**BRANO SCELTO:**
■ ■ ■

Sul confine leggero del tempo (anche quando non sembra)

Non che non abbia gli anticorpi per fronteggiare la cattiveria umana e la stupidità. Sono cresciuto in quello spazio vuoto, assurdo e poetico, in cui il cemento strappava radici e boschi, nel mito della città che si estende, delle borgate come riferimento culturale e politico. Sono cresciuto sul limes: da una parte la tradizione, la fede nel passato che costruisce un futuro migliore, la rabbia operaia, la fatica e le mani forti dei cavatori, dall’altra il futuro scintillante, la fòrmica e la cortina sulle pareti delle case, il nuovo concetto di decoro a rendere il progresso definitivo. Necessario. Etimologicamente che non cede, o anche che non è.

La dialettica, in quel confine, è la sopravvivenza. La sapienza si nutre di tante fonti meravigliose e la ricerca della bellezza zigzaga tra radici profonde e culture senza tempo. Sguardi opachi e mani pesanti. Ricordo contadini che avevano a casa quadri bellissimi, che sapevano i classici a memoria. Operai delle cave capaci di poesia, di verseggiare davanti a un bianchetto. Rudi e rivoluzionari: la riscossa nasce dalla conoscenza, mi diceva un vecchio infermiere del manicomio (all’epoca si chiamava così) di Colle Cesarano. Comprava ogni giorno due copie de l’Unità, una la lasciava nella sala infermieri perché anche chi non se la poteva permettere (o non se la voleva permettere) potesse leggere.

Fin quando l’equilibrio è rimasto delicato, fin quando il mondo era quello di “Un anno a Pietralata” di Albino Bernardini, il terreno è stato fertile. Le culture agivano. Le praterie rinsecchite dal sole senza alberi, sfregate dal vento dell’estate e delle vacanze, erano tutto quello che si poteva avere per vivere. Erano la giungla, il deserto, la città e il senso di appartenenza a un mondo magico.

Qualche anno dopo il confine è crollato. Ragionevolmente – ci sono sempre ragioni superiori di sviluppo e modernità – le praterie hanno lasciato spazio alle costruzioni, i laghetti alle fondamenta sempre più profonde e instabili dei palazzoni indegni, le villette a schiera invece dei boschi. Il profitto, la rapina, il depredare senza restituzione il codice unico per rendere moderno il limes, per abolire le differenze sottili, la gentilezza selvatica, la sapienza non accademica. Le serate in osteria tra poeti, artisti e cavatori.

Hanno prevalso i peggiori. E si vede. Hanno prevalso le spinte dei paraculi, degli arraffoni, dei senza scrupoli. Un paradiso di sfumature e bellezza si è trasformato in pochi decenni in un niente dove esercitarsi all’obbedienza. Un canto magnifico di Giovanni Lindo Ferretti coglie esattamente questo passaggio epocale. La trasformazione da libero a schiavo, attraverso la farneticante visione moderna della libertà come schiavitù.

■ ■ ■

**DATI MOSTRATI:**
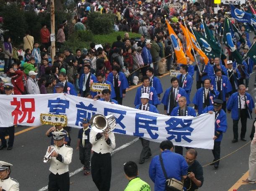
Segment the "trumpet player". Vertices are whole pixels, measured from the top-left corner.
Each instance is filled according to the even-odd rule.
[[[52,132],[54,145],[49,147],[47,154],[51,152],[52,148],[57,146],[50,156],[51,172],[49,178],[49,191],[69,191],[69,173],[68,165],[71,163],[73,149],[64,144],[66,133],[60,132]]]
[[[109,191],[111,181],[111,155],[115,148],[115,135],[110,132],[97,133],[91,130],[90,142],[93,154],[91,159],[92,180],[99,191]]]
[[[19,191],[19,184],[12,178],[10,178],[10,167],[13,165],[0,161],[0,191]]]

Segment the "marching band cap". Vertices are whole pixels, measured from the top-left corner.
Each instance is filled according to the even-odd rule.
[[[55,85],[55,87],[64,87],[64,84],[61,82],[58,82]]]
[[[221,106],[223,103],[223,101],[221,99],[215,99],[213,100],[213,105],[214,106]]]
[[[84,118],[82,120],[82,123],[89,123],[90,122],[90,120],[87,118]]]
[[[8,169],[13,165],[4,161],[0,161],[0,171],[4,171]]]
[[[60,131],[55,131],[52,132],[52,138],[55,140],[61,140],[65,135],[67,135],[65,132],[60,132]]]
[[[149,99],[149,94],[147,94],[146,93],[143,93],[141,94],[141,96],[140,97],[141,98],[147,98]]]
[[[12,89],[13,87],[14,87],[14,86],[10,83],[5,83],[3,85],[4,88],[7,90]]]

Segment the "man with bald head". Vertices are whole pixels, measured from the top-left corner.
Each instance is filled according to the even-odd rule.
[[[251,113],[254,107],[254,102],[251,96],[246,92],[246,87],[243,84],[240,85],[238,92],[233,94],[227,101],[227,112],[231,112],[231,117],[233,119],[233,133],[234,139],[232,143],[236,143],[238,138],[238,122],[241,120],[241,140],[246,141],[245,139],[246,132],[247,118],[252,119]]]

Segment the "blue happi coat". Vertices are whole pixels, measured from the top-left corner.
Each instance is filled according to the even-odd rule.
[[[123,91],[125,89],[126,89],[126,88],[129,88],[129,84],[127,81],[127,79],[123,72],[121,71],[118,72],[118,75],[119,75],[119,80],[121,81],[121,84],[119,87],[120,97],[123,97]],[[107,80],[112,84],[113,87],[115,86],[114,81],[113,81],[113,73],[112,72],[109,73],[107,76]]]
[[[153,84],[153,86],[152,84]],[[149,82],[149,85],[153,87],[155,89],[156,89],[156,92],[157,94],[160,94],[163,92],[163,89],[162,87],[162,84],[161,81],[159,80],[159,79],[157,77],[153,76],[153,78],[150,80]]]
[[[137,105],[135,106],[135,109],[139,109],[140,107],[142,107],[141,104],[139,104],[138,105]],[[151,104],[149,104],[148,103],[148,106],[149,107],[149,111],[150,112],[153,112],[153,113],[159,113],[156,107],[154,105],[152,105]]]
[[[215,79],[216,79],[216,75],[212,76],[212,79],[211,79],[211,84],[213,85],[213,88],[217,89],[217,87],[216,86],[216,83],[215,81]],[[231,84],[230,84],[230,82],[229,81],[228,78],[226,76],[223,76],[223,75],[222,76],[222,97],[221,100],[222,100],[223,102],[226,101],[226,94],[227,93],[229,93],[232,91],[232,86],[231,86]],[[220,92],[220,90],[219,91],[218,90],[219,92]]]
[[[213,111],[214,110],[214,109],[213,106],[208,106],[204,110],[203,113],[208,113],[209,111]],[[214,115],[215,114],[214,113],[212,115]],[[218,120],[219,120],[219,123],[218,124],[216,122],[218,121]],[[224,110],[222,109],[220,110],[219,115],[218,115],[218,117],[217,117],[216,119],[215,119],[214,132],[218,131],[219,132],[221,132],[222,133],[225,132],[227,130],[227,115],[226,115],[226,113],[225,113]],[[214,141],[221,141],[222,138],[222,136],[223,134],[221,133],[219,137],[214,140]]]
[[[234,120],[239,119],[239,109],[238,108],[238,92],[232,94],[228,99],[227,103],[227,109],[228,111],[231,111],[231,118]],[[253,109],[254,108],[254,102],[250,94],[246,92],[246,104],[248,109],[247,117],[248,118],[251,116]],[[249,103],[246,104],[246,102],[249,101]]]
[[[204,106],[204,103],[203,102],[204,89],[204,87],[203,87],[197,90],[192,102],[193,104],[197,106],[197,112],[198,112],[198,114],[199,115],[203,113],[203,110],[205,108]],[[209,99],[211,96],[212,96],[213,100],[218,99],[218,96],[219,96],[219,92],[218,90],[216,90],[214,89],[213,89],[215,94],[210,90],[209,89],[209,91],[210,91],[209,92]],[[205,101],[205,100],[204,101]],[[212,101],[210,99],[209,99],[209,102],[210,103],[210,106],[212,105]]]
[[[143,86],[139,87],[137,89],[137,92],[136,92],[136,95],[135,95],[135,99],[134,99],[134,105],[137,105],[139,104],[141,104],[141,88],[143,88]],[[149,99],[149,103],[152,105],[159,105],[161,104],[160,101],[158,99],[158,97],[157,97],[157,94],[156,91],[156,89],[154,87],[149,86],[148,88],[150,88],[150,91],[149,91],[149,98],[150,98],[151,96],[150,95],[151,93],[152,93],[152,99]]]
[[[180,80],[182,79],[182,74],[181,74],[178,75],[177,77],[178,79],[179,79],[179,84]],[[185,78],[186,78],[185,79]],[[185,83],[185,81],[186,81],[186,83]],[[187,94],[188,94],[188,98],[189,98],[190,96],[190,92],[191,92],[191,89],[192,88],[192,86],[193,84],[193,79],[188,73],[187,75],[186,75],[186,77],[184,77],[183,82],[182,86],[180,86],[180,87],[182,87],[185,90],[186,92],[187,92]]]
[[[189,98],[188,98],[188,94],[187,94],[187,92],[185,89],[183,88],[178,87],[178,89],[179,89],[179,94],[180,94],[181,96],[184,96],[186,97],[187,99],[187,104],[188,105],[190,103],[190,102],[189,101]],[[169,107],[170,106],[169,104],[169,100],[170,99],[170,92],[171,90],[172,90],[172,87],[171,87],[169,88],[166,90],[165,90],[165,94],[164,94],[164,97],[162,99],[161,103],[163,104],[167,108],[167,111],[169,110]],[[178,105],[178,100],[176,100],[177,105]]]
[[[108,81],[107,80],[104,80],[102,83],[100,83],[99,81],[97,81],[96,83],[99,83],[100,84],[110,84],[110,85],[111,90],[111,94],[110,95],[110,98],[114,98],[115,97],[115,89],[114,89],[114,87],[113,87],[113,85],[110,82]],[[91,95],[93,96],[92,97],[94,97],[94,96],[97,95],[98,92],[93,92],[91,91]]]
[[[171,113],[171,116],[178,116],[179,109],[180,107],[174,107]],[[196,117],[196,111],[195,111],[195,110],[193,107],[187,106],[186,107],[186,110],[187,110],[187,111],[188,112],[187,114],[185,113],[186,116]]]

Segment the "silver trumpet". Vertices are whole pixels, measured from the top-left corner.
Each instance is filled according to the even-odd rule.
[[[91,129],[97,132],[109,133],[116,127],[115,117],[112,114],[105,117],[101,114],[96,114],[90,120]]]
[[[55,145],[54,148],[52,148],[52,150],[50,152],[48,152],[44,155],[44,163],[46,163],[50,160],[51,160],[51,158],[52,158],[52,156],[51,156],[51,155],[53,152],[53,151],[54,151],[58,147],[57,147],[57,145]]]

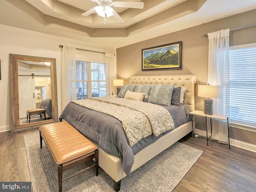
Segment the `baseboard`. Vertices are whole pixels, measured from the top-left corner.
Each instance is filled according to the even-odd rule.
[[[11,130],[11,126],[10,125],[7,126],[2,126],[0,127],[0,132],[4,132],[5,131],[8,131]]]
[[[206,137],[206,136],[205,131],[198,129],[195,129],[194,130],[194,134],[197,134],[204,137]],[[256,152],[256,145],[255,145],[232,138],[230,139],[230,145]]]

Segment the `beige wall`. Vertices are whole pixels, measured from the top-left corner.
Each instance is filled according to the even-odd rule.
[[[255,24],[256,15],[256,10],[250,11],[119,48],[116,50],[117,78],[124,79],[125,83],[128,83],[129,77],[132,75],[192,74],[197,77],[197,85],[206,84],[207,78],[208,39],[202,35],[221,29],[232,30]],[[230,45],[255,43],[255,34],[256,26],[231,30]],[[182,43],[182,70],[142,71],[142,49],[180,41]],[[196,96],[196,109],[203,110],[203,100]],[[200,129],[204,128],[203,124],[197,127]],[[256,145],[256,132],[232,128],[230,132],[232,138]]]

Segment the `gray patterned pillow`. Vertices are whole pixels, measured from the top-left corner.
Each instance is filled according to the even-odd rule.
[[[123,85],[123,86],[121,88],[121,90],[120,90],[120,92],[119,92],[118,94],[118,97],[124,98],[125,94],[126,93],[127,90],[134,92],[136,87],[136,85],[124,84]]]
[[[138,93],[145,93],[146,98],[144,98],[143,101],[144,102],[148,102],[149,94],[150,93],[150,90],[153,86],[153,85],[139,85],[136,86],[134,92]]]
[[[171,84],[153,85],[149,95],[148,102],[170,106],[174,86],[174,85]]]

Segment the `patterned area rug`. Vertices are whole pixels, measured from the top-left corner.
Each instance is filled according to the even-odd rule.
[[[24,142],[33,192],[58,192],[58,171],[39,134],[24,136]],[[203,152],[177,142],[122,179],[122,192],[171,192],[179,184]],[[83,169],[89,161],[64,171],[63,178]],[[101,168],[96,176],[95,168],[89,169],[63,182],[63,192],[114,192],[112,179]]]

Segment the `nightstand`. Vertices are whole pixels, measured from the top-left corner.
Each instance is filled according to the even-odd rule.
[[[220,114],[217,114],[214,113],[212,115],[206,115],[204,114],[203,111],[198,111],[197,110],[194,110],[190,112],[190,114],[192,115],[192,117],[193,118],[193,115],[198,115],[198,116],[201,116],[205,117],[205,129],[206,132],[206,140],[207,142],[207,146],[208,146],[208,140],[212,137],[212,118],[216,119],[220,119],[221,120],[226,120],[228,122],[228,147],[229,149],[230,149],[230,144],[229,140],[229,123],[228,122],[228,116],[227,115],[221,115]],[[208,138],[208,133],[207,132],[207,118],[210,118],[211,123],[211,136],[210,137]],[[192,126],[193,126],[193,136],[194,136],[194,120],[192,122]]]

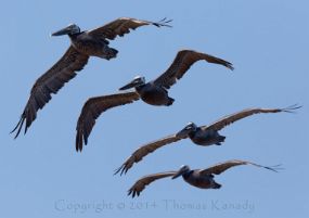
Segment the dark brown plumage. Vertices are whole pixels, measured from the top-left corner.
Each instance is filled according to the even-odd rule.
[[[175,61],[169,66],[169,68],[157,79],[145,82],[144,77],[137,76],[128,85],[121,87],[119,90],[127,90],[131,88],[136,89],[134,94],[130,92],[132,94],[128,99],[129,102],[125,101],[123,103],[123,100],[119,99],[123,95],[123,93],[105,95],[105,97],[103,95],[101,97],[100,102],[104,103],[105,105],[104,111],[106,111],[106,108],[112,108],[115,106],[131,103],[132,101],[137,101],[138,99],[141,99],[142,101],[151,105],[170,106],[175,100],[168,95],[168,91],[166,88],[169,88],[169,86],[175,84],[176,79],[180,79],[182,75],[190,68],[190,66],[199,60],[220,64],[220,65],[227,66],[230,69],[233,69],[231,63],[223,61],[221,59],[211,56],[209,54],[192,51],[192,50],[182,50],[178,52]],[[107,102],[107,99],[108,99],[108,102]],[[113,103],[111,103],[111,99],[113,99]],[[117,101],[119,102],[116,103]],[[104,111],[98,111],[98,114],[95,114],[95,118],[98,118],[98,116],[100,115],[99,112],[103,113]],[[82,113],[78,119],[77,137],[76,137],[76,150],[77,151],[82,150],[82,138],[83,138],[85,143],[87,144],[87,139],[94,125],[94,119],[95,119],[94,116],[92,117],[85,116],[83,114],[87,114],[87,113],[91,114],[92,112],[91,110],[89,110],[89,107],[83,106]],[[92,124],[91,128],[87,127],[89,126],[89,125],[86,125],[88,123]],[[168,143],[171,143],[171,141],[169,141]],[[147,150],[151,150],[151,149],[152,148],[149,148]]]
[[[76,127],[76,151],[82,150],[82,142],[88,143],[88,137],[95,119],[111,107],[125,105],[139,100],[137,92],[125,92],[89,99],[82,106]]]
[[[87,64],[89,56],[98,56],[106,60],[116,57],[118,51],[108,47],[108,40],[113,40],[117,36],[123,37],[130,33],[130,29],[136,29],[144,25],[170,27],[168,25],[169,22],[162,20],[158,23],[154,23],[121,17],[89,31],[80,31],[77,25],[72,24],[52,34],[52,36],[68,35],[72,44],[62,59],[35,82],[20,121],[12,130],[12,132],[16,131],[15,138],[18,137],[25,121],[25,133],[27,132],[27,129],[37,117],[37,112],[51,100],[51,94],[57,93],[65,82],[73,79],[76,73],[81,70]]]
[[[241,159],[232,159],[219,163],[206,169],[190,169],[188,165],[183,165],[178,171],[159,172],[142,177],[128,190],[128,195],[131,195],[132,197],[139,196],[141,192],[145,189],[145,187],[149,185],[150,183],[166,177],[171,177],[171,179],[176,179],[180,176],[182,176],[183,180],[186,183],[199,189],[220,189],[221,184],[215,181],[214,175],[220,175],[227,169],[240,165],[252,165],[255,167],[261,167],[275,172],[282,169],[280,167],[281,165],[262,166],[259,164],[255,164],[253,162],[246,162]]]
[[[292,113],[294,110],[297,110],[299,107],[300,106],[292,105],[286,108],[248,108],[224,116],[209,126],[197,127],[195,124],[190,123],[186,127],[183,128],[183,130],[178,133],[170,134],[163,139],[140,146],[126,159],[126,162],[119,168],[115,170],[115,174],[127,174],[127,171],[133,166],[133,164],[139,163],[144,156],[149,155],[150,153],[154,152],[159,148],[177,142],[179,140],[190,138],[197,145],[219,145],[222,140],[224,141],[226,137],[220,136],[217,131],[223,129],[224,127],[236,120],[260,113]]]
[[[195,62],[202,60],[213,64],[223,65],[232,70],[234,69],[232,63],[222,59],[193,50],[182,50],[177,53],[177,56],[168,69],[154,80],[154,84],[169,89],[177,80],[181,79]]]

■ ■ ■

**COSA SI CHIEDE:**
Riporta parola per parola il brano sul confine, tutto da "Hanno prevalso i" fino a "libertà come schiavitù.".

**SOLUZIONE:**
Hanno prevalso i peggiori. E si vede. Hanno prevalso le spinte dei paraculi, degli arraffoni, dei senza scrupoli. Un paradiso di sfumature e bellezza si è trasformato in pochi decenni in un niente dove esercitarsi all’obbedienza. Un canto magnifico di Giovanni Lindo Ferretti coglie esattamente questo passaggio epocale. La trasformazione da libero a schiavo, attraverso la farneticante visione moderna della libertà come schiavitù.